(Stored data entries)
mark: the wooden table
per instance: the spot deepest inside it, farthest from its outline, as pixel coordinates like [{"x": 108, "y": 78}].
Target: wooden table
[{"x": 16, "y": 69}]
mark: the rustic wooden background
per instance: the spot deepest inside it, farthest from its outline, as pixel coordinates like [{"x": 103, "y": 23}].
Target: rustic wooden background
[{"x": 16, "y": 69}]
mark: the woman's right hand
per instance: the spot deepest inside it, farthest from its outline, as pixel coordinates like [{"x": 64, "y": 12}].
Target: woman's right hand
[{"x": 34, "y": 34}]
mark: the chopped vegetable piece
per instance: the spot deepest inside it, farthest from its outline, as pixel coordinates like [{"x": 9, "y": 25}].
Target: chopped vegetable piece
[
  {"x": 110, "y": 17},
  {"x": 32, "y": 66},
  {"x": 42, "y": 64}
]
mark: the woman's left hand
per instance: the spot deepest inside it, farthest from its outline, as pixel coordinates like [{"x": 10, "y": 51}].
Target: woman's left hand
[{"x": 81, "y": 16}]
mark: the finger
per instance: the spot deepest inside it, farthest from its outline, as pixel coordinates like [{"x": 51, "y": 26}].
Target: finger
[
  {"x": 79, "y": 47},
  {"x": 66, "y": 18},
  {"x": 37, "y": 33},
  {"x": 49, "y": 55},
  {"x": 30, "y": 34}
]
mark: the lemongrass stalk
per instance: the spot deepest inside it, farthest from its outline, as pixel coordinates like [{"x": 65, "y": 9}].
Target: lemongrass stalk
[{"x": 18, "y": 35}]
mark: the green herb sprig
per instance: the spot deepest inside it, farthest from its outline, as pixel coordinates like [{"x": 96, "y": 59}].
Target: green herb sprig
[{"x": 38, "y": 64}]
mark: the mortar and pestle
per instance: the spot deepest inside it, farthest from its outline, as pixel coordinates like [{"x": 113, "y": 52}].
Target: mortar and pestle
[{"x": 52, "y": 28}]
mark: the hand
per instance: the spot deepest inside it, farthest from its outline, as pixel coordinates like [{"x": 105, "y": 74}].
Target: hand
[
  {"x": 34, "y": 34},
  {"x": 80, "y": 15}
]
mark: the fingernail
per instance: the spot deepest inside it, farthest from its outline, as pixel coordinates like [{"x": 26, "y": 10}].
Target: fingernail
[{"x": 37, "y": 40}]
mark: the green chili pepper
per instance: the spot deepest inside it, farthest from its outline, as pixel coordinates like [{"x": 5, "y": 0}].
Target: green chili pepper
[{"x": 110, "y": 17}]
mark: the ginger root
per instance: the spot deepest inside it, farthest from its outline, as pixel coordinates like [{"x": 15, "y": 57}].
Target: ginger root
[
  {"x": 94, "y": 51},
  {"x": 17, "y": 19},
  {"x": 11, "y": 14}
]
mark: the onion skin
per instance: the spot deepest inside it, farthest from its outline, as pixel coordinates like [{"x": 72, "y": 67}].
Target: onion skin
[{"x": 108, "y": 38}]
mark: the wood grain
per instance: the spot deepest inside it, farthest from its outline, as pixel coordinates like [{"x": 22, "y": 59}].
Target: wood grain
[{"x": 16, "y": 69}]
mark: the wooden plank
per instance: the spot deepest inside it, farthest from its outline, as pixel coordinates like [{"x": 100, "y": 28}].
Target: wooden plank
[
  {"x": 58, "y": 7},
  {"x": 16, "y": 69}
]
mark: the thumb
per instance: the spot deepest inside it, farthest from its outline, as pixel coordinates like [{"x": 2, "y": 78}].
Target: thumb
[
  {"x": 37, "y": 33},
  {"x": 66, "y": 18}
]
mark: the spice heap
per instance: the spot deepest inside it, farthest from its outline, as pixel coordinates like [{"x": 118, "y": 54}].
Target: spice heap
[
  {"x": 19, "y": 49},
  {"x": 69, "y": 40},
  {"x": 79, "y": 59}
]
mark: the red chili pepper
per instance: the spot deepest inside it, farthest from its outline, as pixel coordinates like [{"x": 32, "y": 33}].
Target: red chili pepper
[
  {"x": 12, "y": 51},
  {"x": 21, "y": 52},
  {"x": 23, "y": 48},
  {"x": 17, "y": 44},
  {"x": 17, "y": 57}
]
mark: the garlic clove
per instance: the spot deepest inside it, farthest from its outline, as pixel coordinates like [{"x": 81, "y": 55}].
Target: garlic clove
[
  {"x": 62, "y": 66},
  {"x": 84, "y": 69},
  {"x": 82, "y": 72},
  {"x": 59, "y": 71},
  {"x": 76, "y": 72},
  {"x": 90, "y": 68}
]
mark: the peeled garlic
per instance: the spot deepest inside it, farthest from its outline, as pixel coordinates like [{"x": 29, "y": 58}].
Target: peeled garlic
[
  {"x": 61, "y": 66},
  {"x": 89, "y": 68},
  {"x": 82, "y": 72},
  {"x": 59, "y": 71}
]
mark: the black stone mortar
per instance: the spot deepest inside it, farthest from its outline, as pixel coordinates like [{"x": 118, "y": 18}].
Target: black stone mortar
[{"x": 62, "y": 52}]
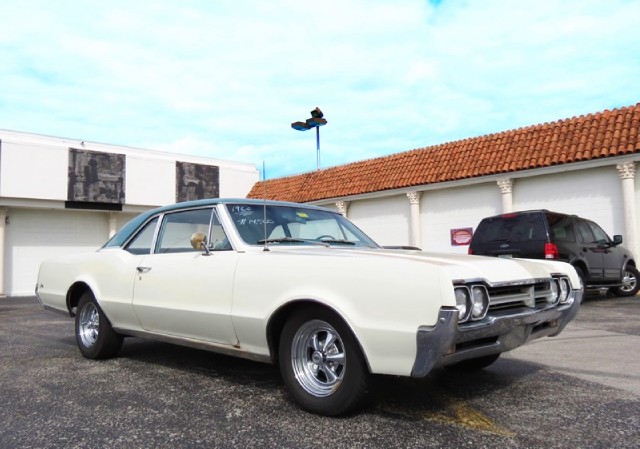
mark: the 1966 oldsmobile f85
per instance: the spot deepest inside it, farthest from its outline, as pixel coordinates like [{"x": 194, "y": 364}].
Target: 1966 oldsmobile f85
[{"x": 302, "y": 287}]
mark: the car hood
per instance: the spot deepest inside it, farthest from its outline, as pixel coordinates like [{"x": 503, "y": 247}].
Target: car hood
[{"x": 461, "y": 266}]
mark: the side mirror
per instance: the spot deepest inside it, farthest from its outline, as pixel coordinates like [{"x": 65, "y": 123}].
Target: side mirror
[{"x": 199, "y": 242}]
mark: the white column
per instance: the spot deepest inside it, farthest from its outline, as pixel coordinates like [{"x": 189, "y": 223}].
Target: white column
[
  {"x": 416, "y": 225},
  {"x": 627, "y": 173},
  {"x": 113, "y": 223},
  {"x": 506, "y": 188},
  {"x": 3, "y": 221},
  {"x": 343, "y": 207}
]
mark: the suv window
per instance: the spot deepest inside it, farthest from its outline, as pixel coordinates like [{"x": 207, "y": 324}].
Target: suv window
[
  {"x": 586, "y": 236},
  {"x": 511, "y": 228},
  {"x": 598, "y": 232},
  {"x": 561, "y": 228}
]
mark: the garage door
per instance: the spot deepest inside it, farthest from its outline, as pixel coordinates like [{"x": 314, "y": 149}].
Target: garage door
[{"x": 35, "y": 235}]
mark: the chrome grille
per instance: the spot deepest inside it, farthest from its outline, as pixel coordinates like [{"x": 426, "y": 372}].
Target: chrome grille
[{"x": 530, "y": 295}]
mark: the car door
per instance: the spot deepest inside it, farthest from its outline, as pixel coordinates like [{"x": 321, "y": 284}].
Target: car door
[
  {"x": 187, "y": 292},
  {"x": 591, "y": 251},
  {"x": 611, "y": 260}
]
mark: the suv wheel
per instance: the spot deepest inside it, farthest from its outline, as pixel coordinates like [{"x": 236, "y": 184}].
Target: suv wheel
[{"x": 630, "y": 282}]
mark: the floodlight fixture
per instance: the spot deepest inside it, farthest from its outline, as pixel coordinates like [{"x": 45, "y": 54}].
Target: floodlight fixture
[{"x": 316, "y": 121}]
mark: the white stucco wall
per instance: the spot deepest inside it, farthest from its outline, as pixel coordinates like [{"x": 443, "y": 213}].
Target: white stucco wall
[
  {"x": 32, "y": 170},
  {"x": 386, "y": 220},
  {"x": 592, "y": 193},
  {"x": 36, "y": 167},
  {"x": 460, "y": 207}
]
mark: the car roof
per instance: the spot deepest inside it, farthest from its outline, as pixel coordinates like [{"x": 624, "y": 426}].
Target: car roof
[
  {"x": 125, "y": 232},
  {"x": 527, "y": 212}
]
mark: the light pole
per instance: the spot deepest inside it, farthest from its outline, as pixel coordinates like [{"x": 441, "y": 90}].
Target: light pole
[{"x": 316, "y": 121}]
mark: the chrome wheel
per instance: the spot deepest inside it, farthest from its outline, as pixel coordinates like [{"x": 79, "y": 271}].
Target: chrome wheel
[
  {"x": 318, "y": 358},
  {"x": 89, "y": 324},
  {"x": 629, "y": 282}
]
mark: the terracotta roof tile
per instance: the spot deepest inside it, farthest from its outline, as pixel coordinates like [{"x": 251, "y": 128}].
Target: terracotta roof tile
[{"x": 593, "y": 136}]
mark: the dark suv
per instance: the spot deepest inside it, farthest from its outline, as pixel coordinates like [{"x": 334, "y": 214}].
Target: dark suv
[{"x": 540, "y": 234}]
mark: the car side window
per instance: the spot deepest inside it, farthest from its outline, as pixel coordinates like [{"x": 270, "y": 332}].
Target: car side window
[
  {"x": 586, "y": 236},
  {"x": 178, "y": 227},
  {"x": 141, "y": 243},
  {"x": 218, "y": 240}
]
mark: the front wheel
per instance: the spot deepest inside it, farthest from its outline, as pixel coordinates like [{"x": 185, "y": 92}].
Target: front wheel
[
  {"x": 95, "y": 337},
  {"x": 630, "y": 282},
  {"x": 321, "y": 363}
]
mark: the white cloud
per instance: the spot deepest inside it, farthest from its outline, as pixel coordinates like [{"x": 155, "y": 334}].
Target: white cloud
[{"x": 225, "y": 79}]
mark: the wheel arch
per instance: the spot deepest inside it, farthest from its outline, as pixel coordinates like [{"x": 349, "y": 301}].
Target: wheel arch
[
  {"x": 279, "y": 318},
  {"x": 74, "y": 293}
]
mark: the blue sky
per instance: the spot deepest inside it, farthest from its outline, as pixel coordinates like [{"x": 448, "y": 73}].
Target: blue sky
[{"x": 225, "y": 78}]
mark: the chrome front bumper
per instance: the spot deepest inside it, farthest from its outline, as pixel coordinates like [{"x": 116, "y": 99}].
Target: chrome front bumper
[{"x": 448, "y": 342}]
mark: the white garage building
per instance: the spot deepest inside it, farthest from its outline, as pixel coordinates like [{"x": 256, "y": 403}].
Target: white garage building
[
  {"x": 60, "y": 196},
  {"x": 434, "y": 197}
]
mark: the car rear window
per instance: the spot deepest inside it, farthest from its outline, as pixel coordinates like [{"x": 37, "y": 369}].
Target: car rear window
[{"x": 511, "y": 228}]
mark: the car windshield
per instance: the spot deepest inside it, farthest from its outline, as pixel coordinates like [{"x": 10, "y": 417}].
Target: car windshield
[{"x": 290, "y": 225}]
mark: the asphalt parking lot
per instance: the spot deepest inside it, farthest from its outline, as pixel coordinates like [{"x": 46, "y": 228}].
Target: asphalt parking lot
[{"x": 578, "y": 390}]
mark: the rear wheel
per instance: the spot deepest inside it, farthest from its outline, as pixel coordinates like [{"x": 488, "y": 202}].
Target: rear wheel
[
  {"x": 630, "y": 282},
  {"x": 321, "y": 363},
  {"x": 95, "y": 337}
]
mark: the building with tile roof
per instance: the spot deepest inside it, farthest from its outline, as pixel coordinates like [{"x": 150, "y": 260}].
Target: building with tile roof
[{"x": 583, "y": 165}]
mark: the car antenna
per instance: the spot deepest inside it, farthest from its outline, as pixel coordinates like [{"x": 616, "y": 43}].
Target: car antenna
[{"x": 264, "y": 207}]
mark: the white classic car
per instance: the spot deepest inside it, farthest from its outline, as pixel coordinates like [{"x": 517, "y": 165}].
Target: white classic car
[{"x": 304, "y": 288}]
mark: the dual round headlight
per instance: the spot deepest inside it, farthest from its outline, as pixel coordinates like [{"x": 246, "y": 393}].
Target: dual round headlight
[
  {"x": 472, "y": 302},
  {"x": 560, "y": 291}
]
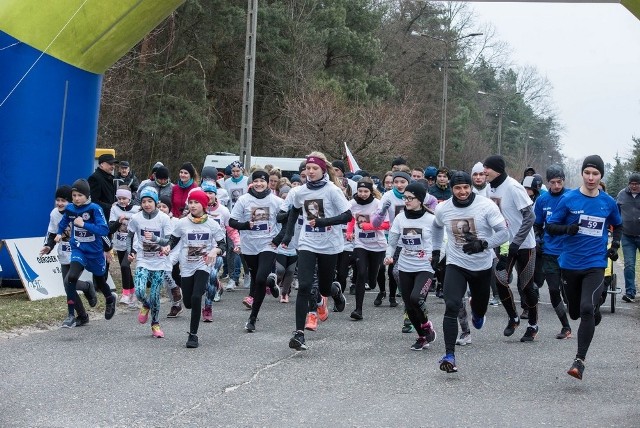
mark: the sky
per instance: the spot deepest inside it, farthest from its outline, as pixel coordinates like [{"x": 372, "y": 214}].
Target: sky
[{"x": 590, "y": 53}]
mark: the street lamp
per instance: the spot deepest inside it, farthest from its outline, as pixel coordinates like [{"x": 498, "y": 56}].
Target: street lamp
[{"x": 445, "y": 79}]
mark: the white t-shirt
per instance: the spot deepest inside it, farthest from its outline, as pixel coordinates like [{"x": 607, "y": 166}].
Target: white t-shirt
[
  {"x": 197, "y": 241},
  {"x": 262, "y": 212},
  {"x": 326, "y": 202},
  {"x": 414, "y": 237},
  {"x": 149, "y": 254},
  {"x": 120, "y": 236},
  {"x": 370, "y": 240},
  {"x": 475, "y": 221},
  {"x": 511, "y": 197}
]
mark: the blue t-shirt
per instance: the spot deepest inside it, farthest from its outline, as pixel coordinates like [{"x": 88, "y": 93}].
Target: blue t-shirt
[
  {"x": 588, "y": 248},
  {"x": 543, "y": 208}
]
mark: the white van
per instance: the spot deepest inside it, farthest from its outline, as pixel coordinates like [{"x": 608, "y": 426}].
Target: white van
[{"x": 288, "y": 166}]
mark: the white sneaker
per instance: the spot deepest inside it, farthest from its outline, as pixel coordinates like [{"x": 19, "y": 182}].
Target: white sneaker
[{"x": 231, "y": 284}]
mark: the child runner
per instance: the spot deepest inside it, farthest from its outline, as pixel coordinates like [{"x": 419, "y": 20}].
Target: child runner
[
  {"x": 411, "y": 232},
  {"x": 149, "y": 225},
  {"x": 88, "y": 226},
  {"x": 320, "y": 242},
  {"x": 63, "y": 197},
  {"x": 203, "y": 241},
  {"x": 121, "y": 212}
]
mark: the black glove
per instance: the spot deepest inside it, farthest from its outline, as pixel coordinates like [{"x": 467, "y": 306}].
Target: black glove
[
  {"x": 474, "y": 246},
  {"x": 572, "y": 229},
  {"x": 435, "y": 259},
  {"x": 612, "y": 252}
]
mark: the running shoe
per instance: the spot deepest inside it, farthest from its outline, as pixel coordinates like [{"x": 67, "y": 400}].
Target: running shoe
[
  {"x": 69, "y": 322},
  {"x": 323, "y": 311},
  {"x": 421, "y": 343},
  {"x": 448, "y": 363},
  {"x": 192, "y": 341},
  {"x": 272, "y": 283},
  {"x": 143, "y": 315},
  {"x": 530, "y": 334},
  {"x": 338, "y": 297},
  {"x": 110, "y": 307},
  {"x": 297, "y": 341},
  {"x": 565, "y": 333},
  {"x": 207, "y": 314},
  {"x": 511, "y": 326},
  {"x": 250, "y": 326},
  {"x": 311, "y": 322},
  {"x": 248, "y": 302},
  {"x": 464, "y": 339},
  {"x": 430, "y": 333},
  {"x": 577, "y": 368},
  {"x": 156, "y": 331}
]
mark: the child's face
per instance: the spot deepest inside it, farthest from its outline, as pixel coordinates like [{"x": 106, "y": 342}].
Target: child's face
[
  {"x": 78, "y": 198},
  {"x": 148, "y": 205},
  {"x": 61, "y": 204}
]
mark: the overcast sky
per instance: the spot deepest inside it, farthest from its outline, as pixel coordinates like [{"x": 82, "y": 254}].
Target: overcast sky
[{"x": 591, "y": 55}]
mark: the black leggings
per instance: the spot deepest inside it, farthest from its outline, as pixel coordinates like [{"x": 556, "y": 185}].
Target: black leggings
[
  {"x": 414, "y": 288},
  {"x": 455, "y": 285},
  {"x": 524, "y": 265},
  {"x": 193, "y": 288},
  {"x": 306, "y": 267},
  {"x": 583, "y": 289},
  {"x": 368, "y": 263},
  {"x": 260, "y": 266}
]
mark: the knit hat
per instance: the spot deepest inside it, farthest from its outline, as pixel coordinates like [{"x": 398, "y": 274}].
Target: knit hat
[
  {"x": 64, "y": 192},
  {"x": 402, "y": 174},
  {"x": 594, "y": 161},
  {"x": 199, "y": 196},
  {"x": 555, "y": 171},
  {"x": 188, "y": 166},
  {"x": 496, "y": 163},
  {"x": 82, "y": 186},
  {"x": 460, "y": 177},
  {"x": 162, "y": 173},
  {"x": 477, "y": 168},
  {"x": 149, "y": 192},
  {"x": 418, "y": 191}
]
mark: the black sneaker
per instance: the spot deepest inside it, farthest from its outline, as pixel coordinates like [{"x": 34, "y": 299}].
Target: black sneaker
[
  {"x": 338, "y": 297},
  {"x": 250, "y": 326},
  {"x": 192, "y": 341},
  {"x": 110, "y": 308},
  {"x": 82, "y": 320},
  {"x": 297, "y": 341},
  {"x": 511, "y": 326},
  {"x": 530, "y": 334},
  {"x": 577, "y": 368}
]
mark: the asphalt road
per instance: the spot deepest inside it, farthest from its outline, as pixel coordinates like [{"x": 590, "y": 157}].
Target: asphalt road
[{"x": 113, "y": 373}]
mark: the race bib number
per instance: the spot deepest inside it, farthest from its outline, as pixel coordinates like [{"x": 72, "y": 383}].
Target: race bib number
[{"x": 591, "y": 225}]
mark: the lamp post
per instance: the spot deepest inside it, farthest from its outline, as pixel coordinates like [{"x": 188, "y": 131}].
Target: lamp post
[{"x": 445, "y": 86}]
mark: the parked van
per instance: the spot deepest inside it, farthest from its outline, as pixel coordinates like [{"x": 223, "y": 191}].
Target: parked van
[{"x": 288, "y": 166}]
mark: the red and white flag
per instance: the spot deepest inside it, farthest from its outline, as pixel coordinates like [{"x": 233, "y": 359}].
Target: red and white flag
[{"x": 353, "y": 165}]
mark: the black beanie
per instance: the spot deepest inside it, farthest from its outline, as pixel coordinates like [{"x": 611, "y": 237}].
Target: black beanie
[
  {"x": 188, "y": 166},
  {"x": 82, "y": 186},
  {"x": 594, "y": 161},
  {"x": 64, "y": 192},
  {"x": 162, "y": 173},
  {"x": 460, "y": 177},
  {"x": 418, "y": 191},
  {"x": 496, "y": 163}
]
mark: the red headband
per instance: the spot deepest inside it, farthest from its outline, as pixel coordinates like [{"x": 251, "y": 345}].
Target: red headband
[{"x": 318, "y": 161}]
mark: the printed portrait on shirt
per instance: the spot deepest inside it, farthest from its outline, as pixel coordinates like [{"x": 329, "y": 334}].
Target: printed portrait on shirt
[
  {"x": 464, "y": 230},
  {"x": 314, "y": 208}
]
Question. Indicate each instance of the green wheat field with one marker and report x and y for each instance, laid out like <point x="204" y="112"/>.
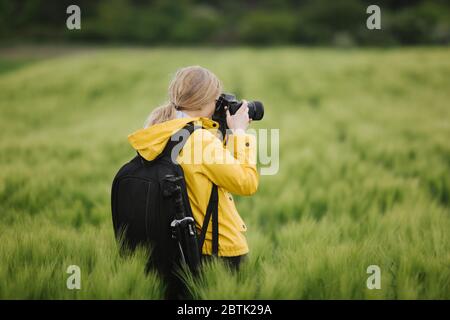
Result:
<point x="364" y="175"/>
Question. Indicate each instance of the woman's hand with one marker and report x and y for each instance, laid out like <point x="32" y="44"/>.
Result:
<point x="239" y="121"/>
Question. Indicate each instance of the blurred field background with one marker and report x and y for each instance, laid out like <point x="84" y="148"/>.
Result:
<point x="364" y="173"/>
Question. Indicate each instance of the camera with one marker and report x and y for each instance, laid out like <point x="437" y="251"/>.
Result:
<point x="229" y="102"/>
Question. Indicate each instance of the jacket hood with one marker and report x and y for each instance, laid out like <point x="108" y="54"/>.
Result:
<point x="150" y="142"/>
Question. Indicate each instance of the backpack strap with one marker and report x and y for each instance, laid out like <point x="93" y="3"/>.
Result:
<point x="212" y="210"/>
<point x="172" y="142"/>
<point x="190" y="127"/>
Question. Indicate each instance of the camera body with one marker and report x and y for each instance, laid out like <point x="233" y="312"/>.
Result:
<point x="229" y="102"/>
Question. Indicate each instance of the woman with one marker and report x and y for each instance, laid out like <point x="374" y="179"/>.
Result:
<point x="192" y="96"/>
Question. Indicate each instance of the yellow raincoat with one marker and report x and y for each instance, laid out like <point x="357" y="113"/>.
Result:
<point x="205" y="161"/>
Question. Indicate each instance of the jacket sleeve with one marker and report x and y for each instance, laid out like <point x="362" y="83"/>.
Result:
<point x="232" y="167"/>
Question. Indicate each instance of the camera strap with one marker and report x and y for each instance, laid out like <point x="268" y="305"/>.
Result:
<point x="212" y="210"/>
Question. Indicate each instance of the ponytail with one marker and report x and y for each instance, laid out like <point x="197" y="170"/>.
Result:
<point x="162" y="113"/>
<point x="190" y="89"/>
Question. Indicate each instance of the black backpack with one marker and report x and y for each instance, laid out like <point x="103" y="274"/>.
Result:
<point x="150" y="208"/>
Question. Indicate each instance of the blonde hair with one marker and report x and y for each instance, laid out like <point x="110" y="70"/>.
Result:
<point x="190" y="89"/>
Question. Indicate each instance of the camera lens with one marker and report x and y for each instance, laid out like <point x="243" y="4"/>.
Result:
<point x="255" y="110"/>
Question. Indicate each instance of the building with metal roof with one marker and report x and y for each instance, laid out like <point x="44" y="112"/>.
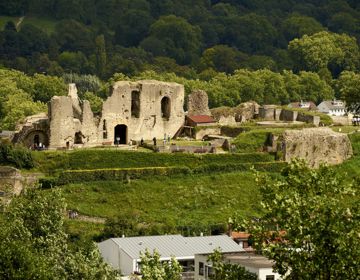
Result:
<point x="332" y="107"/>
<point x="124" y="253"/>
<point x="260" y="265"/>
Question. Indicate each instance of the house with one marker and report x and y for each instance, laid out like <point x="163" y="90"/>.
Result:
<point x="332" y="107"/>
<point x="309" y="105"/>
<point x="257" y="264"/>
<point x="241" y="238"/>
<point x="124" y="253"/>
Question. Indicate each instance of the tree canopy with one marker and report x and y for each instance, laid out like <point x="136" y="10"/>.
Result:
<point x="311" y="224"/>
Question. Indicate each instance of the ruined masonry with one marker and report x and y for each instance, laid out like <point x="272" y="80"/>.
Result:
<point x="316" y="146"/>
<point x="135" y="110"/>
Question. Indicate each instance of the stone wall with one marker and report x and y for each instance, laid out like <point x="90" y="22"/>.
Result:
<point x="198" y="103"/>
<point x="160" y="110"/>
<point x="288" y="115"/>
<point x="200" y="134"/>
<point x="315" y="120"/>
<point x="316" y="146"/>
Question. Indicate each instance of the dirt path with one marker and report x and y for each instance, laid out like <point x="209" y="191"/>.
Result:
<point x="19" y="22"/>
<point x="90" y="219"/>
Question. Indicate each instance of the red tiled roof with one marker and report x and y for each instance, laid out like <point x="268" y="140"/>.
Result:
<point x="201" y="119"/>
<point x="240" y="234"/>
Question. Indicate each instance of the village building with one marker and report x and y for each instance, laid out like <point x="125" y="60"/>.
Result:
<point x="332" y="107"/>
<point x="124" y="253"/>
<point x="257" y="264"/>
<point x="135" y="110"/>
<point x="308" y="105"/>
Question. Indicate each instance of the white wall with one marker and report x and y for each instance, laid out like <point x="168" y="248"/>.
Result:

◆ Directions for this task: Please return all lines from the records that hold the word "strap".

◆ Result of the exercise:
Question. Indicate each instance of the backpack strap with one marker and report x and y for each instance, laid out like <point x="93" y="3"/>.
Question. Indicate each instance of the camera strap with one marker and report x and y for each instance, laid out like <point x="268" y="305"/>.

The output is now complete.